Our natural reaction on spotting a snake is to recoil with fear and run as far away as possible from the creature we assume is full of deadly poison.
Vava Suresh, a 40-year old wildlife conservationist, on the other hand absolutely loves snakes and not only enjoys their company but embraces them as a friend. He has no problem hanging some of the largest snakes on the planet around his neck like an ornament or even holding the King Cobra like a child.
His unique talent with snakes has earned him a name as “snake man” and people from all over the State of Kerala summon his expertise when they want a snake safely removed from their homes.
In fact, the name “snake whisperer” would be best suited to describe Suresh as he has already rescued over 30,000 snakes in his lifetime. His life’s mission is to love and guard even the most venomous of these slithery creatures.
Born into a poor family in the city of Thiruvananthapuram, Suresh has a completely different perspective of snake than us normal, ordinary folks. He sees them as gentle, loving creatures who should be handled with kindness and protected from human aggression.

- - -

Please carry on the piece about Vava Suresh, the snake rescuer from Kerala, starting right after its last sentence. The items come from a separate source.

- - -

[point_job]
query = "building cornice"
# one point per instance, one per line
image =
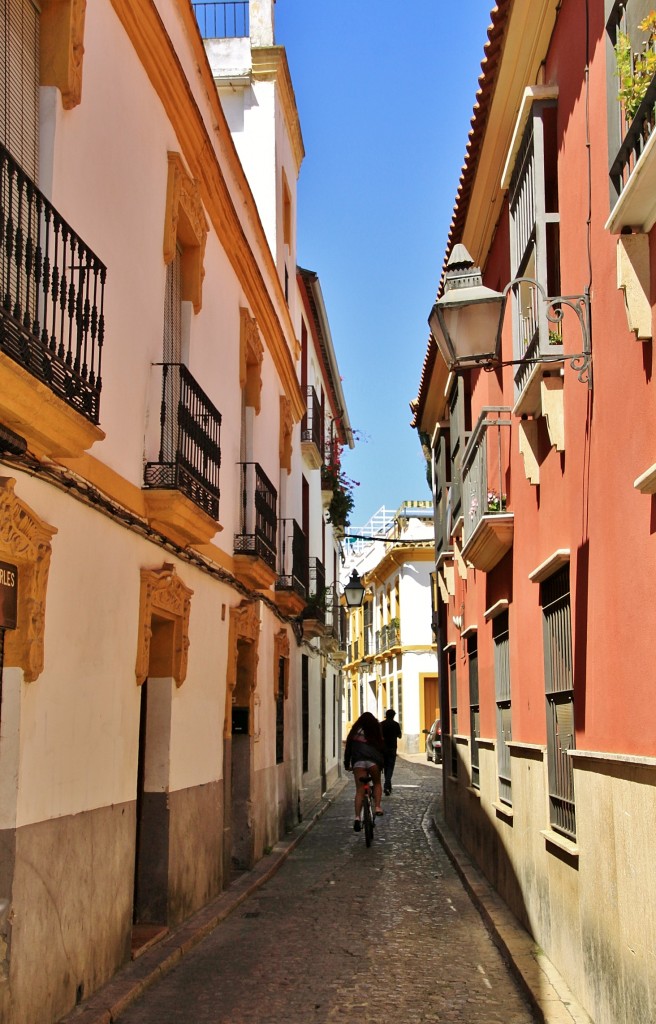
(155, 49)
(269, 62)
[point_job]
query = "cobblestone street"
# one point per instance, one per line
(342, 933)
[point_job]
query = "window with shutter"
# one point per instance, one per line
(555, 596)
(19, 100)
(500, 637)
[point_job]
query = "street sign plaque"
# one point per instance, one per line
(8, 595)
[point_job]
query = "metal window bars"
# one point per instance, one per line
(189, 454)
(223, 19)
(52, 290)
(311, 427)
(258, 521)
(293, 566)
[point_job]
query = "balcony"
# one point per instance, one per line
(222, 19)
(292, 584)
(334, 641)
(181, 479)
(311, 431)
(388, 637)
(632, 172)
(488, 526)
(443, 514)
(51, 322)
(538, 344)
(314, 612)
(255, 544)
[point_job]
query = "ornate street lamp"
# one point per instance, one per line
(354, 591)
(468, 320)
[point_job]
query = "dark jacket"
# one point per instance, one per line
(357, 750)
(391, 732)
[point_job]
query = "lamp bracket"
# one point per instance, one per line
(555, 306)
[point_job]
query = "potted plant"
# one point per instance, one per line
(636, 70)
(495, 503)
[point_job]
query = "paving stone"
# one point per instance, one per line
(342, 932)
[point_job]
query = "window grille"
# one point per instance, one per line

- - -

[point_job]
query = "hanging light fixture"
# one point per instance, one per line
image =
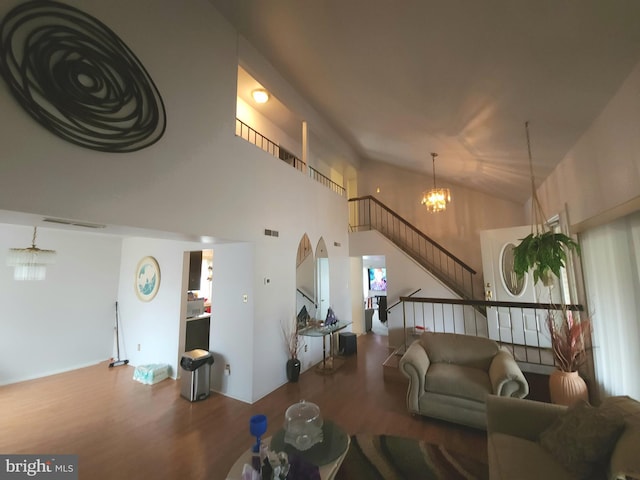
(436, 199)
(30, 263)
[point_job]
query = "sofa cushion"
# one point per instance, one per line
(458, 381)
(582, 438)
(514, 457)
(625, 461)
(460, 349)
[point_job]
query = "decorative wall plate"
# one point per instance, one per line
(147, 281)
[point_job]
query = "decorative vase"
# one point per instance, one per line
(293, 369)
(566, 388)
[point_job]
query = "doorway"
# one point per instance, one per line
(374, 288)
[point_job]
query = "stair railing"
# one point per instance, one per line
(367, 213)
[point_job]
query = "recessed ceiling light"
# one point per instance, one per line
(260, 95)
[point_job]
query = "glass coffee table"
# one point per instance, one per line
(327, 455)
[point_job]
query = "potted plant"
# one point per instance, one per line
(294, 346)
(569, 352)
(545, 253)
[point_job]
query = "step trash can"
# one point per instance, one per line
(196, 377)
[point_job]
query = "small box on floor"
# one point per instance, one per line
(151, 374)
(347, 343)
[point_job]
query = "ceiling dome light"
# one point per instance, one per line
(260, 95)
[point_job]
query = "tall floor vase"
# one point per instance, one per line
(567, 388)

- - -

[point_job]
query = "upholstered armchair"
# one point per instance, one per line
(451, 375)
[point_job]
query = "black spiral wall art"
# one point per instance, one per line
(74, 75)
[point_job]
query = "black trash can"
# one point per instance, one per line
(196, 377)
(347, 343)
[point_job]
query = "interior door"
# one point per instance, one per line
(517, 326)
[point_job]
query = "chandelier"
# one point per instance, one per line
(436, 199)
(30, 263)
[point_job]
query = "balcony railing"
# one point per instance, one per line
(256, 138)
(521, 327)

- - -

WRITTEN RESPONSE –
“I actually do not know how I fell in love with them. As a child, I had seen people brutally killing snakes. That instilled sympathy for the creature in my mind. At the same time, idols of serpents in temples made me feel that they have some divinity and should be protected.”
Suresh was only 12 years old when he rescued his first live snake – a baby cobra – which he hid in his house and carefully studied its behaviour. He began to slowly understand how to handle different varieties of snakes without injuring them or himself. His rescue list to date includes:
- 12 King cobras,
- 7,000 Indian cobras
- roughly 1,700 vipers and
- 150 kraits
There are no special tools or instruments involved, Suresh manages to handle these snakes with his bare hands.
Every time there is a snake sighting, people call Suresh for help. In fact, even the local police and fire department has used his services to rescue these snakes without causing them any harm. He gets around 15 calls a day from people seeking his services.
“Many of them get my phone number from police stations or from fire force units. Some local dailies also publish my mobile number for the people to contact me easily,” he said.
Rescuing snakes from urban areas and releasing them into the wild is not the only mission for Suresh. He also preserves snake eggs until they are hatched and works hard to create awareness among people about snakes and their behaviour.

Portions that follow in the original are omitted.